§ Short task:
Select each line in the records below that includes the word "tank", and copy those lines.

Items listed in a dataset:
>>>>

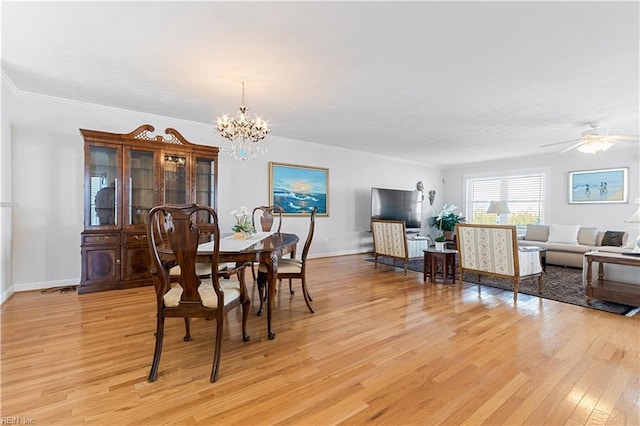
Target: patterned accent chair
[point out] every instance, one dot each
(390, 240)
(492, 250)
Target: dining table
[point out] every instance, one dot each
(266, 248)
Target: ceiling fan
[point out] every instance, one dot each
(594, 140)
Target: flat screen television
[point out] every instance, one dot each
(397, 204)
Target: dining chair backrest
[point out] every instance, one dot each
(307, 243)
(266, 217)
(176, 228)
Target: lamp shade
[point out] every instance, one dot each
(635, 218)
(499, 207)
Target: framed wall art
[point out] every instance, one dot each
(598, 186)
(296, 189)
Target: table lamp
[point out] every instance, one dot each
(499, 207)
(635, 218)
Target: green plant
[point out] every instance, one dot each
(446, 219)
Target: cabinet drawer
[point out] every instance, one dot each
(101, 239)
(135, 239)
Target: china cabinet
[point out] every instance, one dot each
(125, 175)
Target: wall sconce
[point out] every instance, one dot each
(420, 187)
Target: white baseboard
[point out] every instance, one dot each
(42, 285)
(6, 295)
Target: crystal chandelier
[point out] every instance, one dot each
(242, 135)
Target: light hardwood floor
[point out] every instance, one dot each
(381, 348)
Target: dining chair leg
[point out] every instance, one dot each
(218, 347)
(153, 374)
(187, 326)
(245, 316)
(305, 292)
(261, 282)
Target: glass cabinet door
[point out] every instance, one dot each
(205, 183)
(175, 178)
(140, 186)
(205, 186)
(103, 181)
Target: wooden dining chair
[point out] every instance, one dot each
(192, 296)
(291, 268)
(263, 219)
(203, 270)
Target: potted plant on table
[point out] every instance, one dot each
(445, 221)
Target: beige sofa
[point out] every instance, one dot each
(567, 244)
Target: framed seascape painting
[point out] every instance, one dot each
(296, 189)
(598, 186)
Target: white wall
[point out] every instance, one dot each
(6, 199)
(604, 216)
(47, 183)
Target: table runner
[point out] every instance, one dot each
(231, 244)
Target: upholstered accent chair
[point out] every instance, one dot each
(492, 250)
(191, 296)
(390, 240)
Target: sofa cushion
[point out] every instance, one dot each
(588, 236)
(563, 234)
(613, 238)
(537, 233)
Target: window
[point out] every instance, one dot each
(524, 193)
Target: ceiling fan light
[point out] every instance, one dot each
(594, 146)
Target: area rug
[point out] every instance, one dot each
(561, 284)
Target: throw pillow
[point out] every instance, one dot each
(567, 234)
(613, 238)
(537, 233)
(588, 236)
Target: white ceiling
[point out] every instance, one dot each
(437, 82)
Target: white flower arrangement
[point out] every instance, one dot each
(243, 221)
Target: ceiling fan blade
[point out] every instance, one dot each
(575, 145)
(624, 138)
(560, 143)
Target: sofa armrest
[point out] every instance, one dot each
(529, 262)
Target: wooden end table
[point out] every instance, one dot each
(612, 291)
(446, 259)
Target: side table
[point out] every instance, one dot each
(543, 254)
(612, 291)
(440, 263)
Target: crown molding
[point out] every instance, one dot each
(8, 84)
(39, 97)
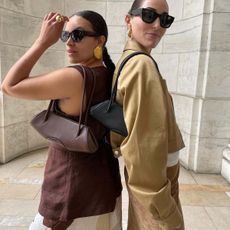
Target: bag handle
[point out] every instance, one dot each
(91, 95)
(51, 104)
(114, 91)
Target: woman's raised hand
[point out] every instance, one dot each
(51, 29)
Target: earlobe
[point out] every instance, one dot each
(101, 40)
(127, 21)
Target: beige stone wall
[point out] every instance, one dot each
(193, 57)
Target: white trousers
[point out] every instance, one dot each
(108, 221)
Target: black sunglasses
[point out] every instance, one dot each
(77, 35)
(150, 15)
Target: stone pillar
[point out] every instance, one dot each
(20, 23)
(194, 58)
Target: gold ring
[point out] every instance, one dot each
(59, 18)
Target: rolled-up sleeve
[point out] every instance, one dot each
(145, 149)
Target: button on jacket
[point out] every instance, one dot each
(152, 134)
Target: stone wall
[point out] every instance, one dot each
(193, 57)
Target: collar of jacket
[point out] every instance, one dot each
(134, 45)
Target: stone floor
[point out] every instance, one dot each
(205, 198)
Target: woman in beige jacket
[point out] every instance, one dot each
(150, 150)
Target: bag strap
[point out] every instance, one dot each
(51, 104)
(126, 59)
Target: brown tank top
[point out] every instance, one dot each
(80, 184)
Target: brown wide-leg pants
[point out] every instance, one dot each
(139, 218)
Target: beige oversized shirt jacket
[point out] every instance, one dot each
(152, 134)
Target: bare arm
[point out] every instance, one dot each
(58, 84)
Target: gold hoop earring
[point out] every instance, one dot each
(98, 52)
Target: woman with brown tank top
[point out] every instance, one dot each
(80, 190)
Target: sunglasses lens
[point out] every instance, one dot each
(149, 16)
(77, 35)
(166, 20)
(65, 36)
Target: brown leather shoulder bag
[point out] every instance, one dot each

<<<<
>>>>

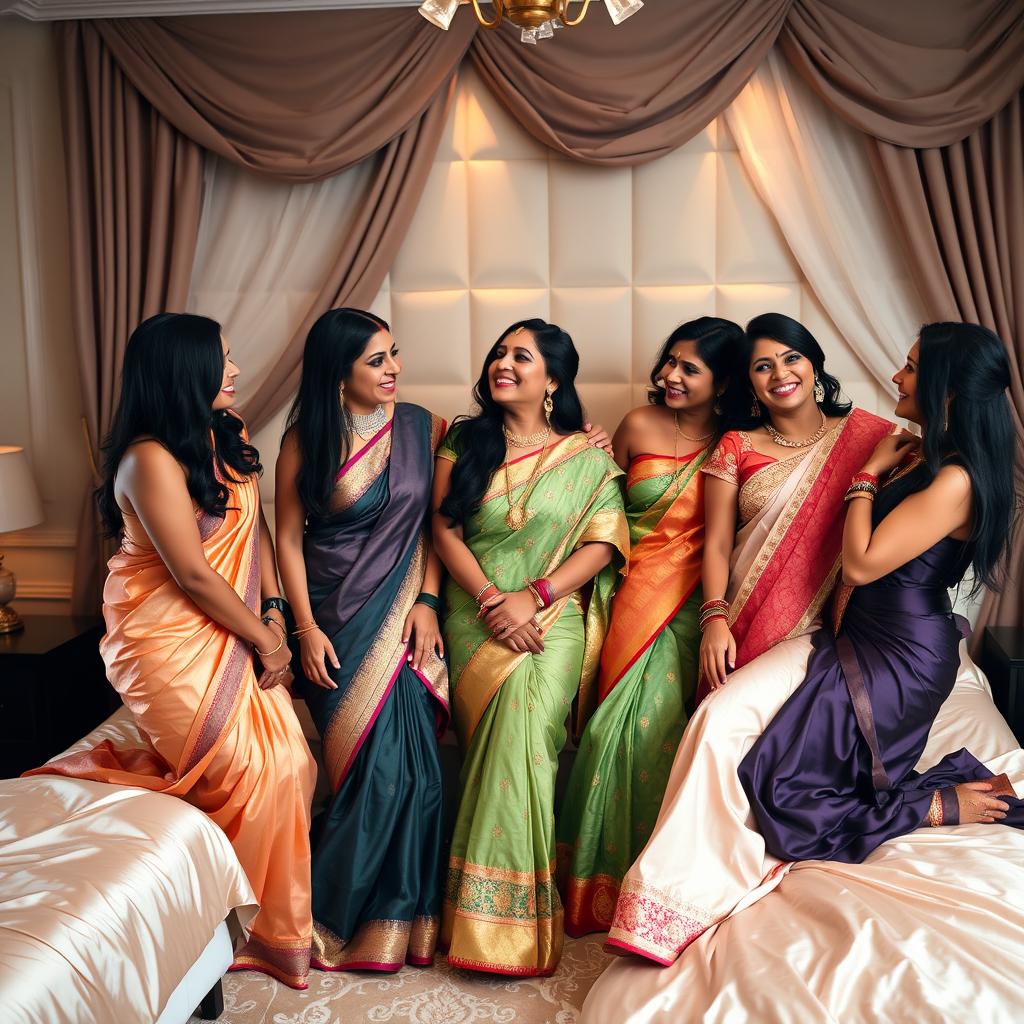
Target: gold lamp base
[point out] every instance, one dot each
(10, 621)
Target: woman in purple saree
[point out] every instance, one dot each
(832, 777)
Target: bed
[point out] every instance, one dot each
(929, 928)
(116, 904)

<<<<

§ Solution to the problem:
Target: brown tank top
Target: woman with brown tank top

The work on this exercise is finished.